Exercise requirements.
Count the lines in the data below that contain the string "chair", treating uppercase and lowercase as different, and reply with that number alone.

Task inputs.

◆ ◆ ◆

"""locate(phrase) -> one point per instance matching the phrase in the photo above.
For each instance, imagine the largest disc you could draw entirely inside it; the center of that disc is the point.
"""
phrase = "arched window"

◆ ◆ ◆

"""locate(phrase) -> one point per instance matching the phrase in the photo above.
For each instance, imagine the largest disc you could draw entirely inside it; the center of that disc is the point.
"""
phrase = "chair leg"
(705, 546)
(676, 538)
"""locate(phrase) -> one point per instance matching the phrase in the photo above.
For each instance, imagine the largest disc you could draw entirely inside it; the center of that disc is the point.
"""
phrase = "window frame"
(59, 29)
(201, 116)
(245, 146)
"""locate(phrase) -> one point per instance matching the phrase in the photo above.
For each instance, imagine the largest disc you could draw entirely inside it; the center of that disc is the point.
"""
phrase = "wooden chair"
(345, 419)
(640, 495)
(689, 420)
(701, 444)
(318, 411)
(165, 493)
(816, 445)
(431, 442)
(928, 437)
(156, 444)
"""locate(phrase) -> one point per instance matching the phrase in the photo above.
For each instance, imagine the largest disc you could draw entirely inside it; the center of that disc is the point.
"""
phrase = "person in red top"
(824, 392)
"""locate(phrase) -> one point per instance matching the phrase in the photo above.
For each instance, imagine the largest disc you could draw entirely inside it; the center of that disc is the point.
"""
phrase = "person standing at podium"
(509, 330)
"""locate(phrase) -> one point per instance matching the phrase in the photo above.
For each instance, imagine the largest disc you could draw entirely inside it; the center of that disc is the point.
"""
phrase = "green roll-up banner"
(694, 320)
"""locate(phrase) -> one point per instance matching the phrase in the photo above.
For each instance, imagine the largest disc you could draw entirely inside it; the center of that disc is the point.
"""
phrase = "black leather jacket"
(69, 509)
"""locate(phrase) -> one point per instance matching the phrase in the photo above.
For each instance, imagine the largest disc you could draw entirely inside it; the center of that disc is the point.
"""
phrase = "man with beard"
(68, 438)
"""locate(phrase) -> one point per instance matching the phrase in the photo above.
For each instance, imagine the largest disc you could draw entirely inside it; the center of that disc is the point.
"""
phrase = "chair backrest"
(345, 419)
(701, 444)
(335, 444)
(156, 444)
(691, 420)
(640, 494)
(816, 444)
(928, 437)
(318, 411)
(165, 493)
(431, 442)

◆ ◆ ◆

Response.
3